§ **WORK ORDER**
Below are some records. Print exactly the lines between the one holding "the grass patch" and the one holding "x=48, y=139", inclusive, and nothing else.
══ GIVEN INFORMATION
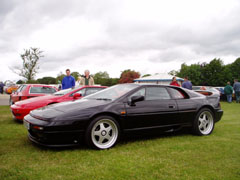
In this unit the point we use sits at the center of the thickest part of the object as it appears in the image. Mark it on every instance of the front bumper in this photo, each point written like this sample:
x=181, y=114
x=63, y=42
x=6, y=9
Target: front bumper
x=19, y=113
x=51, y=135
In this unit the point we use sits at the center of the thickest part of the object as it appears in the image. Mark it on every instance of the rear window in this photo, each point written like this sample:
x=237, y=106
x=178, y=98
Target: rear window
x=177, y=94
x=42, y=90
x=21, y=88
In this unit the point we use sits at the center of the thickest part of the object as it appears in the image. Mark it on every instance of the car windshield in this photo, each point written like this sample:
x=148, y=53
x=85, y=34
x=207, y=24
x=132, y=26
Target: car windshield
x=66, y=91
x=42, y=90
x=113, y=92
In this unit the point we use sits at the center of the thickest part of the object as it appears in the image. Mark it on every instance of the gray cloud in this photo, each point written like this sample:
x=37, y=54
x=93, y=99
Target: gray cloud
x=126, y=30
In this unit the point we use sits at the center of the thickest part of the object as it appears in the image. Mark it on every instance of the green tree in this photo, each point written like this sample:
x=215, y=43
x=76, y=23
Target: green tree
x=193, y=72
x=127, y=76
x=20, y=82
x=235, y=69
x=75, y=75
x=60, y=77
x=47, y=80
x=30, y=67
x=213, y=73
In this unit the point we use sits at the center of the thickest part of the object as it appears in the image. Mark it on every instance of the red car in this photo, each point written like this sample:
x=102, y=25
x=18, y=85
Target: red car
x=22, y=108
x=26, y=91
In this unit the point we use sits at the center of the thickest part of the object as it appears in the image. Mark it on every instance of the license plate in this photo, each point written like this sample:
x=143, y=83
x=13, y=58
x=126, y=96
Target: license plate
x=27, y=125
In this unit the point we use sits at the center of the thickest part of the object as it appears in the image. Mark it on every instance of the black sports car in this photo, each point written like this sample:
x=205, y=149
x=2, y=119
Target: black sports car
x=101, y=118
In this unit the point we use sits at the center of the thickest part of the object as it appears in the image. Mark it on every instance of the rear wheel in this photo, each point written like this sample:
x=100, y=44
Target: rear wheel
x=204, y=122
x=102, y=133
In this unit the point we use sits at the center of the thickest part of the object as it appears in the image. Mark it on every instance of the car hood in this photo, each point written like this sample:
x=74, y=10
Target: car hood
x=37, y=100
x=67, y=109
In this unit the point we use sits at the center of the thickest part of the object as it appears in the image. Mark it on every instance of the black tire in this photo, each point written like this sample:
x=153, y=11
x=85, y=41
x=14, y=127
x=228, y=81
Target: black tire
x=102, y=133
x=203, y=124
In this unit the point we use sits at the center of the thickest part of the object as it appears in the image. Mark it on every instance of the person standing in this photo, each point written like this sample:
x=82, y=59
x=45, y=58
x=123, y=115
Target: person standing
x=86, y=79
x=174, y=82
x=1, y=87
x=187, y=84
x=228, y=90
x=68, y=81
x=236, y=87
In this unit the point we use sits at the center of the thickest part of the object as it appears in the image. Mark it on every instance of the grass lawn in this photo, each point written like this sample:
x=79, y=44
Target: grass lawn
x=173, y=156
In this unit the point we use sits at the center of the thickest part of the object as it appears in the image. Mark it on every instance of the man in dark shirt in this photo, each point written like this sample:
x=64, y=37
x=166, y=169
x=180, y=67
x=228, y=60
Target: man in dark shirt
x=187, y=84
x=68, y=81
x=236, y=87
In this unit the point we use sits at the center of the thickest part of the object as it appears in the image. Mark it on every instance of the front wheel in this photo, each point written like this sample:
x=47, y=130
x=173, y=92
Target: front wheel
x=102, y=133
x=204, y=122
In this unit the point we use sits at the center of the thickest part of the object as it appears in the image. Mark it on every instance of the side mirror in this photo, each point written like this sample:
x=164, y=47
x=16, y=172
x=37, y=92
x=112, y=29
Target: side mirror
x=77, y=95
x=135, y=99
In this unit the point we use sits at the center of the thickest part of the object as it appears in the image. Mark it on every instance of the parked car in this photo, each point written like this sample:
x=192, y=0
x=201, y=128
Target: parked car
x=26, y=91
x=223, y=96
x=11, y=88
x=102, y=117
x=22, y=108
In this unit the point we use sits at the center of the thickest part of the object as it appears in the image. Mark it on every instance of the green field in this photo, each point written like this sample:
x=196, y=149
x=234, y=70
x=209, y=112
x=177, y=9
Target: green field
x=174, y=156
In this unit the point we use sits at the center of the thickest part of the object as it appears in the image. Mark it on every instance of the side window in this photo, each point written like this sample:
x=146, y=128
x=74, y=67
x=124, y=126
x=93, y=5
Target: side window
x=21, y=88
x=81, y=91
x=140, y=92
x=156, y=93
x=92, y=90
x=176, y=94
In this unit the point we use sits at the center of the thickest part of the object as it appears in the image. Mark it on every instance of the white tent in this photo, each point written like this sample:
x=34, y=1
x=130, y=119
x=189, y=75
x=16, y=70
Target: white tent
x=160, y=78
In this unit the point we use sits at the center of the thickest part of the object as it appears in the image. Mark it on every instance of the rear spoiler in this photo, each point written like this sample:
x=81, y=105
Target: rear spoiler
x=204, y=92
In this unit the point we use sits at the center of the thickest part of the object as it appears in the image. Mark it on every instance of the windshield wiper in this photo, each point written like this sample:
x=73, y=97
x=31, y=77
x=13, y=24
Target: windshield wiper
x=105, y=99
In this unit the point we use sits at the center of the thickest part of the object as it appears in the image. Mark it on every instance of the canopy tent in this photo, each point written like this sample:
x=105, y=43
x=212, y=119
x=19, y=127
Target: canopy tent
x=160, y=78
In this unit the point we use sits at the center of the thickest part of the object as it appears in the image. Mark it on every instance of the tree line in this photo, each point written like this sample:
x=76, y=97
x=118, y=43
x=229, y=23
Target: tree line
x=214, y=73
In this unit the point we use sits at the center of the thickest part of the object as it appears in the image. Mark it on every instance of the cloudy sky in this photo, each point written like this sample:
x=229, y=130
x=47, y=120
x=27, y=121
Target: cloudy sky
x=148, y=36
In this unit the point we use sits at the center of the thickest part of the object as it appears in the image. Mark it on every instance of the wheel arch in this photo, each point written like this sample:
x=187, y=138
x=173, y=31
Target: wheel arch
x=111, y=114
x=208, y=107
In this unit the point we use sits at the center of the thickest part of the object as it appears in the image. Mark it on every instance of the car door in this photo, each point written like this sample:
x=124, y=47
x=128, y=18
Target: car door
x=158, y=109
x=186, y=106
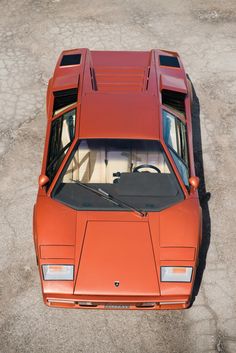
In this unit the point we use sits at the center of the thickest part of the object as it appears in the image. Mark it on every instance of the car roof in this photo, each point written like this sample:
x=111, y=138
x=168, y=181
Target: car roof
x=119, y=92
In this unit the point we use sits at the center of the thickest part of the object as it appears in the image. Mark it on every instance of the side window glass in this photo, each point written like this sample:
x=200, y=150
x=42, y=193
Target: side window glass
x=175, y=137
x=61, y=137
x=183, y=170
x=182, y=141
x=170, y=132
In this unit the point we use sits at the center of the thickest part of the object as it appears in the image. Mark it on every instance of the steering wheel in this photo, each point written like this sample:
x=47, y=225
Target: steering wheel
x=136, y=169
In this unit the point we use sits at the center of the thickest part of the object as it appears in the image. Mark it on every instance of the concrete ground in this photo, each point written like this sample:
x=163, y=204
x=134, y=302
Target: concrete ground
x=32, y=34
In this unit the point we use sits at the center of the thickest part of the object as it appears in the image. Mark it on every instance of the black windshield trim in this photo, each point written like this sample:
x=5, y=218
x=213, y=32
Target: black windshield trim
x=70, y=157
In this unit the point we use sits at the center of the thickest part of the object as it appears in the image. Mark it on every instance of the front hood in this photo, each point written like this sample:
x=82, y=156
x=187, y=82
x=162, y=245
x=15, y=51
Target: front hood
x=117, y=259
x=108, y=247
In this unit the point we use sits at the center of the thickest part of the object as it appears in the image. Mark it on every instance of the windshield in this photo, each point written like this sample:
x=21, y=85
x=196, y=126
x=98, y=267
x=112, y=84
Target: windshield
x=136, y=172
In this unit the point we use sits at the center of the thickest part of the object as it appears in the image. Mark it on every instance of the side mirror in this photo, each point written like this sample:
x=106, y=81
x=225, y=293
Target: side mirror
x=194, y=182
x=43, y=180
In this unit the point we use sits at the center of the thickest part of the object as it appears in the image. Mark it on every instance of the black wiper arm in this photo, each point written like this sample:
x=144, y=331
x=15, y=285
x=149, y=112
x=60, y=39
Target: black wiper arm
x=100, y=192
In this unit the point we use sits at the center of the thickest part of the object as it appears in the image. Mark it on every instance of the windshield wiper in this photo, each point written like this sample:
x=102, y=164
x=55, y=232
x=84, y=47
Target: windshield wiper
x=100, y=192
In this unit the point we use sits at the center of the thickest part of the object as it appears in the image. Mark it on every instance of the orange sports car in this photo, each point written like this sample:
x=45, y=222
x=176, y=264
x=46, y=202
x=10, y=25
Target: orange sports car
x=117, y=221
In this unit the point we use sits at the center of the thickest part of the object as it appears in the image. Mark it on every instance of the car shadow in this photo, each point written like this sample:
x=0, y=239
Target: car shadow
x=204, y=196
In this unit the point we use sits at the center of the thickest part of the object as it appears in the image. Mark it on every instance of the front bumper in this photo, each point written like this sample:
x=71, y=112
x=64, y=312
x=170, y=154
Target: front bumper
x=118, y=303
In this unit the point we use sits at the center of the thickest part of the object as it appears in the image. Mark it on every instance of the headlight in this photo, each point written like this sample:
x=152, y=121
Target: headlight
x=58, y=272
x=176, y=274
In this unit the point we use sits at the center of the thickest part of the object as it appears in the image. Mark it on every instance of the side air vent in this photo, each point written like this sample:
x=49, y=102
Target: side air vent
x=170, y=61
x=71, y=59
x=63, y=99
x=173, y=100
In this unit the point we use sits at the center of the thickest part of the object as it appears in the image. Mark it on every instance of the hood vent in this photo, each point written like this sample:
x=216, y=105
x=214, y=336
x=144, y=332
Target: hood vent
x=63, y=99
x=170, y=61
x=119, y=78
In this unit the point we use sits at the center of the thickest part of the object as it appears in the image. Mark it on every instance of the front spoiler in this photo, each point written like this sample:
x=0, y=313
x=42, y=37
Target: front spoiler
x=122, y=303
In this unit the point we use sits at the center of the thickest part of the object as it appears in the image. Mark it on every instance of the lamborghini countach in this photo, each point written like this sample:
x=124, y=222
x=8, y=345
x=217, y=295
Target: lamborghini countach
x=117, y=220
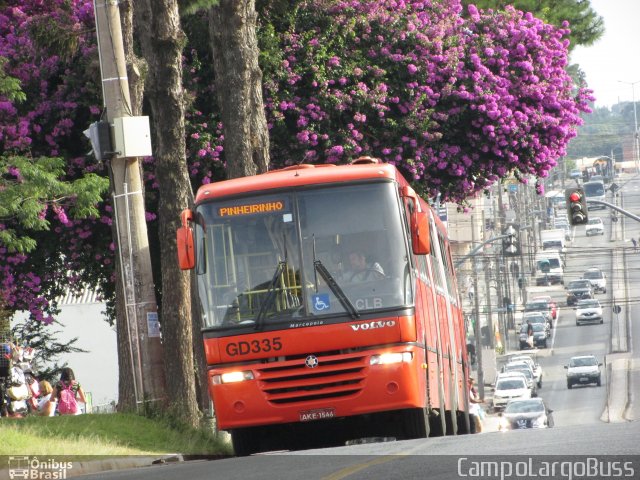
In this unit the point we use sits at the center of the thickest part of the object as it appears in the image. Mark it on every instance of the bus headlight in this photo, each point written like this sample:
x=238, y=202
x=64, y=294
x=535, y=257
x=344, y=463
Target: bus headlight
x=232, y=377
x=389, y=358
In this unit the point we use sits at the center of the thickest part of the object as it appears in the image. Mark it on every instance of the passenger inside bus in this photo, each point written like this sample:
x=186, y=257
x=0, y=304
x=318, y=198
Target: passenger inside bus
x=363, y=268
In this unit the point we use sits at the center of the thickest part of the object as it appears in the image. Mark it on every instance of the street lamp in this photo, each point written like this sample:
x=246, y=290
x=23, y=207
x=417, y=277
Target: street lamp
x=635, y=120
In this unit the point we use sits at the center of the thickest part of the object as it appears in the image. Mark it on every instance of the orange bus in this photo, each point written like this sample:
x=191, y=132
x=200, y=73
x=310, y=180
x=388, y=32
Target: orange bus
x=329, y=307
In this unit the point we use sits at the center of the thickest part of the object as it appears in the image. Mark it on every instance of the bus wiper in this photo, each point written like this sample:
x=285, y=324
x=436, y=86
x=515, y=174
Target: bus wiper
x=336, y=289
x=271, y=296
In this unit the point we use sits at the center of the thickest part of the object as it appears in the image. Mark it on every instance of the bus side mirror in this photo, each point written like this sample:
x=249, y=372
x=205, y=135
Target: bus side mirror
x=420, y=233
x=184, y=242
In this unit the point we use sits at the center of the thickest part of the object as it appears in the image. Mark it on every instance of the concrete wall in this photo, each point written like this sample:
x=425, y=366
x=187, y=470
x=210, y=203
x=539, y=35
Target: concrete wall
x=96, y=370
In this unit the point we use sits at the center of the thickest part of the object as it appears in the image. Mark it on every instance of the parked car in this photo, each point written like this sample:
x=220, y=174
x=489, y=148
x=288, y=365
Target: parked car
x=509, y=389
x=594, y=226
x=531, y=359
x=539, y=336
x=597, y=278
x=577, y=290
x=588, y=311
x=529, y=413
x=576, y=173
x=583, y=369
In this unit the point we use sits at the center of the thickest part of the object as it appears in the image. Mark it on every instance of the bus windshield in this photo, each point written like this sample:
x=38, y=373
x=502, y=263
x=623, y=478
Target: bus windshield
x=294, y=256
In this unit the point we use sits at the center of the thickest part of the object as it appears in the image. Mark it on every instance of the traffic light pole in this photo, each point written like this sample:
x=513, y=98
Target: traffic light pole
x=616, y=208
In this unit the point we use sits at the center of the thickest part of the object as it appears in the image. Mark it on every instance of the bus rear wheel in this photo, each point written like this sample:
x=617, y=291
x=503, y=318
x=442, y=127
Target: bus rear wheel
x=415, y=423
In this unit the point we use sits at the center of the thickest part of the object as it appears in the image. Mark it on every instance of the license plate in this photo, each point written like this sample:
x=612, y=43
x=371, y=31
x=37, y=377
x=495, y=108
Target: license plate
x=318, y=414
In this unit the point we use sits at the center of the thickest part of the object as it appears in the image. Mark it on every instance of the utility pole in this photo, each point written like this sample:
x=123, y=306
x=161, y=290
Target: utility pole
x=476, y=325
x=134, y=260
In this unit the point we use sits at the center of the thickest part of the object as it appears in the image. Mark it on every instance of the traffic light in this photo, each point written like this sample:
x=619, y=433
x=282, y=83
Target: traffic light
x=511, y=241
x=577, y=206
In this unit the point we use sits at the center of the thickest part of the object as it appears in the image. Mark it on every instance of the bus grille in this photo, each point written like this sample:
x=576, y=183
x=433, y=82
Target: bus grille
x=292, y=381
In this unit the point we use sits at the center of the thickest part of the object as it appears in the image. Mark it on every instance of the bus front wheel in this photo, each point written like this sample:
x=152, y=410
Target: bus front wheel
x=245, y=441
x=415, y=423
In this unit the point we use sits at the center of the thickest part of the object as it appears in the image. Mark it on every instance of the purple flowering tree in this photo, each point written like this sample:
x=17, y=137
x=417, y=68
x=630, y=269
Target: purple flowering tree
x=59, y=76
x=455, y=102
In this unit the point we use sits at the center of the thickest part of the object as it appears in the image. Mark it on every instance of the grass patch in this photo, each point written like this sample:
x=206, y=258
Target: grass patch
x=112, y=434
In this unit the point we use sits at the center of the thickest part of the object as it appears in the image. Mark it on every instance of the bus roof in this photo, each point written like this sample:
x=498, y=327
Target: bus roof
x=299, y=175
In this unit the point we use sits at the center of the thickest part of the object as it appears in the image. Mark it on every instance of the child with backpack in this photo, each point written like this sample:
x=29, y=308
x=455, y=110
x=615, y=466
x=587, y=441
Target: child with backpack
x=66, y=393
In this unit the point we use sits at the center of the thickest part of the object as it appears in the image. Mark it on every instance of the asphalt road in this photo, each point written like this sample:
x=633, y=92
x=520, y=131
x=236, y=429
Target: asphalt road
x=580, y=431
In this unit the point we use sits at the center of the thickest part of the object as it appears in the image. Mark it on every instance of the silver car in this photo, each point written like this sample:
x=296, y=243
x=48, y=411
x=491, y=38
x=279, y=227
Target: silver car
x=588, y=311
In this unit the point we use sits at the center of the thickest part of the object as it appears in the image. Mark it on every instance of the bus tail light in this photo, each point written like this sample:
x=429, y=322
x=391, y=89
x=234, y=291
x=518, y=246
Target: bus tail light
x=389, y=358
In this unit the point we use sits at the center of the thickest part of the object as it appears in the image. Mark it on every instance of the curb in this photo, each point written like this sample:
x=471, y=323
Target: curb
x=95, y=466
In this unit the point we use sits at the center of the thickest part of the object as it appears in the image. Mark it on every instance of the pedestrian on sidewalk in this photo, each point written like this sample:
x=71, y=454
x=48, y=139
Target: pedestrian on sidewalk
x=476, y=413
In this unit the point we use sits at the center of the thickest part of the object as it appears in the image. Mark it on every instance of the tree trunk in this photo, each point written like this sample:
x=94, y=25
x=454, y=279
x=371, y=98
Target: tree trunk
x=161, y=37
x=238, y=79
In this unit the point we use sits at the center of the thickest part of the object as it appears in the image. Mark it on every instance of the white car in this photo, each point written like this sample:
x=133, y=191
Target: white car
x=588, y=311
x=597, y=278
x=537, y=369
x=594, y=227
x=525, y=369
x=508, y=389
x=583, y=369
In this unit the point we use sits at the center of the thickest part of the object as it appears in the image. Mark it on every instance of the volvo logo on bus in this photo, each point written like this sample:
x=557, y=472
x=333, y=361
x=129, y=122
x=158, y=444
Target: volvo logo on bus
x=311, y=361
x=372, y=325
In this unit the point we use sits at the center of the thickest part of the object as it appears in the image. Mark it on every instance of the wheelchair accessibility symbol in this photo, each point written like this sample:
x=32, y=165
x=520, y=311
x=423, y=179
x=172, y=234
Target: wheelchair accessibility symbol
x=321, y=302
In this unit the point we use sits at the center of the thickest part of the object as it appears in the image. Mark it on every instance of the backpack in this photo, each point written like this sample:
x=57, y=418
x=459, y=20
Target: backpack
x=6, y=360
x=68, y=405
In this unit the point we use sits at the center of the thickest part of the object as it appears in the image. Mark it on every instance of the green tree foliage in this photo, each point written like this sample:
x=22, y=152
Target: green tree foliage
x=585, y=24
x=28, y=187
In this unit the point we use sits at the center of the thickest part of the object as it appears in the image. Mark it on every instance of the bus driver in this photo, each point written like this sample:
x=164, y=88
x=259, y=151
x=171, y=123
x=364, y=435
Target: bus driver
x=362, y=269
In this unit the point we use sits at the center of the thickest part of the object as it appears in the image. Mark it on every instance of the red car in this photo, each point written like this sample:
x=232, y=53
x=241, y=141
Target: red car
x=553, y=307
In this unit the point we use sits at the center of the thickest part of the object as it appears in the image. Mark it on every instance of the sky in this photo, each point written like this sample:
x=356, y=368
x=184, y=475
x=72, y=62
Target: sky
x=613, y=62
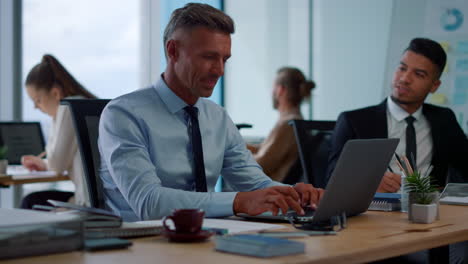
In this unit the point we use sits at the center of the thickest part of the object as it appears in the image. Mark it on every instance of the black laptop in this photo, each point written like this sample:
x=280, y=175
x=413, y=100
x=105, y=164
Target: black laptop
x=353, y=183
x=21, y=138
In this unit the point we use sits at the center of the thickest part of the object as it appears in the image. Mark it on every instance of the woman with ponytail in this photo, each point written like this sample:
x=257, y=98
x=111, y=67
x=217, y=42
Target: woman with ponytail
x=278, y=153
x=46, y=84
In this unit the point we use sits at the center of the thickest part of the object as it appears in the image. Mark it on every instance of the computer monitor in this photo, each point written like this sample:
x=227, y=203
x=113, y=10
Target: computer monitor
x=21, y=138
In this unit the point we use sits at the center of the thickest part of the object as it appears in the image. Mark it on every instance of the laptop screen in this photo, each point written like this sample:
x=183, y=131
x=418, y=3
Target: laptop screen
x=21, y=138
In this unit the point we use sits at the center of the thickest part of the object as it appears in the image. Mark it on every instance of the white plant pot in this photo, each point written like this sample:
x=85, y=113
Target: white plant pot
x=424, y=213
x=3, y=166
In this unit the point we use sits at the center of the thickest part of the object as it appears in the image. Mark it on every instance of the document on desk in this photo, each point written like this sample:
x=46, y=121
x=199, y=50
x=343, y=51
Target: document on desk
x=233, y=226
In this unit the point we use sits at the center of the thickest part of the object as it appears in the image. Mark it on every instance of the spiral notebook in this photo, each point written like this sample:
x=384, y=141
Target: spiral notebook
x=127, y=230
x=386, y=202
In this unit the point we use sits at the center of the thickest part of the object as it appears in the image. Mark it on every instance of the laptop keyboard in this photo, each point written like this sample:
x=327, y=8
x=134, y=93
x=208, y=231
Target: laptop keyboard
x=309, y=212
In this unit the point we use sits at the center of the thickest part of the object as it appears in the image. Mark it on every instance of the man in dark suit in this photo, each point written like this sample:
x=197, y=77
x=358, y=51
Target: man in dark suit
x=429, y=133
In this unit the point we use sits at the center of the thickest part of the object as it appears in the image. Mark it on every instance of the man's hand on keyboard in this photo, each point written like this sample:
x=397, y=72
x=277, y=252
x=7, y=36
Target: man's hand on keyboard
x=309, y=196
x=271, y=199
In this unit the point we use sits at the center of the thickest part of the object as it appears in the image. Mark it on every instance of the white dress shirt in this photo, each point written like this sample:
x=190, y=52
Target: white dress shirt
x=146, y=156
x=396, y=128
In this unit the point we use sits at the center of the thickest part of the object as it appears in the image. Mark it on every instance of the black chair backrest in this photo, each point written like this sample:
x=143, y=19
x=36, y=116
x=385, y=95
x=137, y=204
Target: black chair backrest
x=86, y=114
x=314, y=142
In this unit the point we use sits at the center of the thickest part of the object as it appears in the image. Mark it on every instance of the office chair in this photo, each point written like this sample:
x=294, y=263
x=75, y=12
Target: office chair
════
§ **YOUR RESPONSE**
In this unit the point we use sits at the center of the thickest part of the object as it appears in the image. Mark it on every instance of the grass patch in this photo, each point written like this sample:
x=206, y=258
Target: grass patch
x=112, y=434
In this unit the point we use sits at the center of the thickest part of the object as it appears in the image. Mark it on every instance of the bus roof in this photo, each point written like this sample:
x=498, y=327
Target: bus roof
x=299, y=175
In this unit the point we use sits at the center of the thickest part of the object as it appears in the image. Mark it on every instance of the child with backpack in this photo, each point written like this sample:
x=29, y=308
x=455, y=110
x=615, y=466
x=587, y=441
Target: child with backpack
x=66, y=393
In this unit the point we use sits at the center of the thickest part of the object as it appears in the image. Mark it on every instance of the asphalt road in this photo, each point written like this sample:
x=633, y=92
x=520, y=131
x=236, y=429
Target: asphalt road
x=580, y=431
In this unit the point we use sits at the center of the thickest part of the object as it appears in the image. Mark it on every instance of the silver car in this photo, each point written like this sample:
x=296, y=243
x=48, y=411
x=491, y=38
x=279, y=227
Target: silver car
x=588, y=311
In this unit the point we use sits at the center of the thickest part of the object as it appears in the image. Mark it on every instance of the bus tail light in this photo, each point written like this sample:
x=429, y=322
x=391, y=89
x=234, y=291
x=518, y=246
Target: bus tail light
x=389, y=358
In this unit the point we use sits at the center of the thickest part of the object as it appears in the image. Mark it on every instance of the curb in this photo, each point written like this sample:
x=471, y=323
Target: curb
x=95, y=466
In this unit the point we use sits at the center of the thickest part of the object as it appears in the image. Mark it on every instance of the pedestrian on sidewalk in this photo, each point written like this sample:
x=71, y=454
x=48, y=139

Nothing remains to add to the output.